• [INSTRUCTIONS FOR THE TASK]:
Output every record precisely.
------ SUPPLIED DATA
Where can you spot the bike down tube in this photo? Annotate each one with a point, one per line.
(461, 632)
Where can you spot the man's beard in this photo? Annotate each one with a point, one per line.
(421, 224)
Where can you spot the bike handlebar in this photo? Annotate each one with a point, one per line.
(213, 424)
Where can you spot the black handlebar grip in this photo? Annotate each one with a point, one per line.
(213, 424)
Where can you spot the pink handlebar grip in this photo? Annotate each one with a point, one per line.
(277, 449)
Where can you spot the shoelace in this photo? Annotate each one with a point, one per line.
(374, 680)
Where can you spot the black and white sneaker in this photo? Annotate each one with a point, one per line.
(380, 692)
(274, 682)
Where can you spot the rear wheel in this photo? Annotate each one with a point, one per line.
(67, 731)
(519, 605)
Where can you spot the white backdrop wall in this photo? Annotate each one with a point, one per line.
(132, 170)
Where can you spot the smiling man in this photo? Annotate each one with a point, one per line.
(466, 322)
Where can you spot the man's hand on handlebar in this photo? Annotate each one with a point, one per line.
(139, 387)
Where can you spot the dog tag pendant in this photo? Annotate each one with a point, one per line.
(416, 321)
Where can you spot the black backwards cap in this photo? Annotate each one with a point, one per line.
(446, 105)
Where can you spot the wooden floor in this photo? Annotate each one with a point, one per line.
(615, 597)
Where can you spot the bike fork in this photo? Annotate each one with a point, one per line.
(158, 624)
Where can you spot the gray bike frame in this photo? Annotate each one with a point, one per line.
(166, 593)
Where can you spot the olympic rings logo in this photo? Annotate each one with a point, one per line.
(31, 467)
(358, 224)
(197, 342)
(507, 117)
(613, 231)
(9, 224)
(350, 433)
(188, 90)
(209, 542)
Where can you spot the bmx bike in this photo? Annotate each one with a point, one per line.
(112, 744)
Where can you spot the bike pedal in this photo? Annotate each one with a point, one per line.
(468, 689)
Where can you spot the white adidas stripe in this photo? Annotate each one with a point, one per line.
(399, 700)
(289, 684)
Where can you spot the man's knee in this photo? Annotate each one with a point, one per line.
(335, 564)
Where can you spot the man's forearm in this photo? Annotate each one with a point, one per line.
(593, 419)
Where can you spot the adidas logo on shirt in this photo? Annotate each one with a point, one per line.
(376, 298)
------------
• [EXERCISE RESULT]:
Where can you spot the bike down tube in this photo? Annotate each one with a point, one per line.
(461, 632)
Where can you spot the man's beard in this photo? Annotate each one with a point, one per line.
(421, 224)
Where can you spot the bike handlebar in this photo? Annotate each one with a point, one per line.
(213, 424)
Where can you spot the black handlebar grip in this photo? Annotate each one with a point, one per line.
(213, 424)
Where can you spot the pink handlebar grip in this photo? Annotate each one with a point, one per line.
(277, 449)
Where can you spot the shoelace in this photo? Annotate each one with a point, one per line.
(374, 680)
Where can you spot the black and white sneaker in this photo? Annotate each one with a point, one per line.
(380, 692)
(274, 682)
Where can you spot the rear wheel in this photo? Annotate each one with a point, one per line.
(67, 731)
(519, 605)
Where can you spot the white backdrop wall in this photo? Annotate each one with a point, one per line.
(132, 170)
Where can you spot the smiling man in this photo? Annotate each one with a point, one per line.
(466, 322)
Where can you spot the man's hand on handlebar in this photo? Annotate each one with a point, one per line.
(139, 387)
Where can you spot the dog tag pendant in this photo? Annotate each one with a point, one per line.
(416, 321)
Where can you spot the black backwards cap in this photo? Annotate each one with a point, one per line.
(446, 105)
Where can you spot the wooden floor in this photo? Annotate each one with a point, one per line.
(615, 597)
Where can you spot the bike fork in this photo? Annotate each one with a point, one per line.
(158, 624)
Where can you spot the gray bike frame in this photo? Annotate each one with a point, one per line.
(166, 593)
Where can you spot the olympic rings logo in this photo? Annotate each one with a point, one per line.
(31, 467)
(358, 224)
(197, 342)
(507, 117)
(613, 231)
(9, 224)
(350, 433)
(188, 90)
(209, 542)
Where can you spot the bmx bike in this photo? Annotate each one with a point, one per line.
(112, 744)
Where can you spot the bike pedal in this photo? Annotate each one with a point, one per line.
(468, 689)
Where can you spot the white adidas stripe in this photo? Annotate each one with a point, one per line.
(399, 700)
(289, 684)
Where can you spot the man's knee in this photo? Annotate each one with a point, one per line.
(335, 564)
Where can you spot the man's forearm in this photo? Annotate each one with a point, one per line.
(593, 419)
Where can you spot the adidas logo on shirt in this photo? Annotate each one with a point, one per line.
(376, 298)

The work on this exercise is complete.